◆ DATA PROVIDED:
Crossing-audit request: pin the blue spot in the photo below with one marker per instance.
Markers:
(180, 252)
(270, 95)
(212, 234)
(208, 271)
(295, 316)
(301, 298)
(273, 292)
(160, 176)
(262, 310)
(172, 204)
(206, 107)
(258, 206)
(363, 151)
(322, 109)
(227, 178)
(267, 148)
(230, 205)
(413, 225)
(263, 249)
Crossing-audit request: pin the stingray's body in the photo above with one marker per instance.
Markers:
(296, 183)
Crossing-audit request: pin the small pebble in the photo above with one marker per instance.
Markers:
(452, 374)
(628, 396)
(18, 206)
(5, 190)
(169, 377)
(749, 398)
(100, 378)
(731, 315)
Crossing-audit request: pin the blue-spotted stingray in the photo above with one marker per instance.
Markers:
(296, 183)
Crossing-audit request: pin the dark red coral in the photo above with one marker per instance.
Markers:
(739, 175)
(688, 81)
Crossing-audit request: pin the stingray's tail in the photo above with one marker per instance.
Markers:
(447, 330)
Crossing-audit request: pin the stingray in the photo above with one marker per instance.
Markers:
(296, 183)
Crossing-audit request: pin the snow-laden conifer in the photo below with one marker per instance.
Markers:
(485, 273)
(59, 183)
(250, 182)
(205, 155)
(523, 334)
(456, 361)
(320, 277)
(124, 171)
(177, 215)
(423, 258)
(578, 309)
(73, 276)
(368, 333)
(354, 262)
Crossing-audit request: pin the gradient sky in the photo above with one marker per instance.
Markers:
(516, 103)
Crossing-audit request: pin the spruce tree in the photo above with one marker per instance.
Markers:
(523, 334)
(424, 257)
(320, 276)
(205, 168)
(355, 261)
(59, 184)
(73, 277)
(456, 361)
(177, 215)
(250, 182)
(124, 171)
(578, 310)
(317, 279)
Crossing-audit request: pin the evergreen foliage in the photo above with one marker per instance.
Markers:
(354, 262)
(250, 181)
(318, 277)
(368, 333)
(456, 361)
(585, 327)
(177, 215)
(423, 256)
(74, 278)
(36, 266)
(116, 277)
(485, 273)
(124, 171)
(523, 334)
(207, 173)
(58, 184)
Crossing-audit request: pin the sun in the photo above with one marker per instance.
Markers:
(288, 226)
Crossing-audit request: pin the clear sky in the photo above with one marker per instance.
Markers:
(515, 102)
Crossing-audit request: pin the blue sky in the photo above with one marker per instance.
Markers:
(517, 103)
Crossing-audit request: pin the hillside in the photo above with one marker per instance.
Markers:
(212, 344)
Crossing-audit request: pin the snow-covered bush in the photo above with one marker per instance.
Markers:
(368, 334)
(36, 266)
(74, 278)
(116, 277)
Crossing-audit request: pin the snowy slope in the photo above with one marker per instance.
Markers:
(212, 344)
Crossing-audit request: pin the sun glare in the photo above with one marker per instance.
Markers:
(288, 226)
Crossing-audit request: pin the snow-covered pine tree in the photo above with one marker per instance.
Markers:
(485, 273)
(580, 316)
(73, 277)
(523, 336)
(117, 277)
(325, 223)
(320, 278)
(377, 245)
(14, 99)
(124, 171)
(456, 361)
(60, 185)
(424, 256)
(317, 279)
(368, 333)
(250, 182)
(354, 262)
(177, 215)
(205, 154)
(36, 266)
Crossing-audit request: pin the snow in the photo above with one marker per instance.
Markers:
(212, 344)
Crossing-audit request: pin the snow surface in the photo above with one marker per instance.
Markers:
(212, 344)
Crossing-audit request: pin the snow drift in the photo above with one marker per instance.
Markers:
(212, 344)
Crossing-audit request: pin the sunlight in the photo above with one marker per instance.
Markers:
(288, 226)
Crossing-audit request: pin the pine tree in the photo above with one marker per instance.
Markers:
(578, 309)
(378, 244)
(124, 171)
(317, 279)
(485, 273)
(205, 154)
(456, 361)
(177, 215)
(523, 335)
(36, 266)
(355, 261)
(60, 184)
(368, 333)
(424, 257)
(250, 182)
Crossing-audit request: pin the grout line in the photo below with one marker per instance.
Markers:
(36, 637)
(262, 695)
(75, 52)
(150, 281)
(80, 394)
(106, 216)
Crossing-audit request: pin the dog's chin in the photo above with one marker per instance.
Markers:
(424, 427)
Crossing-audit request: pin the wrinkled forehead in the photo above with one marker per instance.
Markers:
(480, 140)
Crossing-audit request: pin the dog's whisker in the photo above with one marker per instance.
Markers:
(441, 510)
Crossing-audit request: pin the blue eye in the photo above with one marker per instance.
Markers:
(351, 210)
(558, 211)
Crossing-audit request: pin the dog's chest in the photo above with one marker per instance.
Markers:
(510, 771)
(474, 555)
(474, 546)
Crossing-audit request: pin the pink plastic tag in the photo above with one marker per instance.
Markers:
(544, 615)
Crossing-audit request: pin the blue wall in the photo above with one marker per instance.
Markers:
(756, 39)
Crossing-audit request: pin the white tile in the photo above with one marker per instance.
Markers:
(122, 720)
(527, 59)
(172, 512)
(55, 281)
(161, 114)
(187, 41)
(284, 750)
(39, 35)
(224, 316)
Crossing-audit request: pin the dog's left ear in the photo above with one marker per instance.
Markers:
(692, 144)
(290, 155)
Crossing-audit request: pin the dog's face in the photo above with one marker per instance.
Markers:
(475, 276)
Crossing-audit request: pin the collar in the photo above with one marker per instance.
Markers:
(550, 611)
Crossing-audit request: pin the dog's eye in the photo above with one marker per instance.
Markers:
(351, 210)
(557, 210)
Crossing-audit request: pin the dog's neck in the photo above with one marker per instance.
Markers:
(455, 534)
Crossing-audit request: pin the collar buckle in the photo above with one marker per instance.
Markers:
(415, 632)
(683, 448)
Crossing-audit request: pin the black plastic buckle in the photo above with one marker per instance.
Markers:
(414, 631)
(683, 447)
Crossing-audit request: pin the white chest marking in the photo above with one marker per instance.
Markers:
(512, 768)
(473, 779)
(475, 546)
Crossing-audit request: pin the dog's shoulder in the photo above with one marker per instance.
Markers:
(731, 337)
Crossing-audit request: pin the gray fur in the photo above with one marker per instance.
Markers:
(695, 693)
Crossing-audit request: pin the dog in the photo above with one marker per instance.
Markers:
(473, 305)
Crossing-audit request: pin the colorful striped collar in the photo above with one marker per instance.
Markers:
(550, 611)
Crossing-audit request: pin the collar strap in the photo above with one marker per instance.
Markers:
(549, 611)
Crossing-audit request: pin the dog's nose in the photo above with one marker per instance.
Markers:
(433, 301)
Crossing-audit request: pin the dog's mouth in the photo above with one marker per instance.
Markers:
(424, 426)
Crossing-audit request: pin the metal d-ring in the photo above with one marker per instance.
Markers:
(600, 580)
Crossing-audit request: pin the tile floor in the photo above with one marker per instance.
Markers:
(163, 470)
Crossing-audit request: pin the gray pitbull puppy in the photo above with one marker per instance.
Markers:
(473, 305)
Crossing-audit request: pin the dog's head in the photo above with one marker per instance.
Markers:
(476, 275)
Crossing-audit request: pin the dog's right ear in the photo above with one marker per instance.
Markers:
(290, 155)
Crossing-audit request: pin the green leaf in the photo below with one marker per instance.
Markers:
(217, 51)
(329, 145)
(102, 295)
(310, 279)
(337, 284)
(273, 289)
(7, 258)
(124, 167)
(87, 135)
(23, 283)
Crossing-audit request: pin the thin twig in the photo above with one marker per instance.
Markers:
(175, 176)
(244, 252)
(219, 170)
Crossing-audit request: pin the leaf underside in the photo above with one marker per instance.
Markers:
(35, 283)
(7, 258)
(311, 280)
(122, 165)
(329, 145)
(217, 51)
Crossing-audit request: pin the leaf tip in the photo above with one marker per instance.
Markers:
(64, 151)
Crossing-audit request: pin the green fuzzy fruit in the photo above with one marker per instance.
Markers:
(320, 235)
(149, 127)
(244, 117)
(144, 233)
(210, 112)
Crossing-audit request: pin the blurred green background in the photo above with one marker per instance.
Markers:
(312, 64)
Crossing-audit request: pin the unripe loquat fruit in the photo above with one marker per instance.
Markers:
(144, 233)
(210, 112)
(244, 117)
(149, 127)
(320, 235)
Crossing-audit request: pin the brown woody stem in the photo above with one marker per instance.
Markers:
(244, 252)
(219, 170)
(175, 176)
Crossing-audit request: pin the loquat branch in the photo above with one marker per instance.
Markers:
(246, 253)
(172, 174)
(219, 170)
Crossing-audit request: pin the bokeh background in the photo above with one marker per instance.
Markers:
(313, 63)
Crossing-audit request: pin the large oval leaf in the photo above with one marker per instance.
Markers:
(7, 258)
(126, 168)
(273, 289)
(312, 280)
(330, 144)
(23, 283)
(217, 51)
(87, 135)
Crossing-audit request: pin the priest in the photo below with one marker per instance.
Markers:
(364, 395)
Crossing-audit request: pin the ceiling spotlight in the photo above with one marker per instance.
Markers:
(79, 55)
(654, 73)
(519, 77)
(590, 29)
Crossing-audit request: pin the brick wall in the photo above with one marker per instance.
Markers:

◆ TASK OBJECTIVE: This exercise requires the lines of the entries containing the string "stingray".

◆ COMPLETED TASK:
Crossing-audit request: pin the stingray's body in the photo above with one marker per instance.
Crossing-audit request: pin the blue-spotted stingray in the photo above with one marker per instance.
Crossing-audit request: pin the stingray's tail in the photo above with one marker per instance.
Crossing-audit request: pin the stingray in the photo above with one marker per instance.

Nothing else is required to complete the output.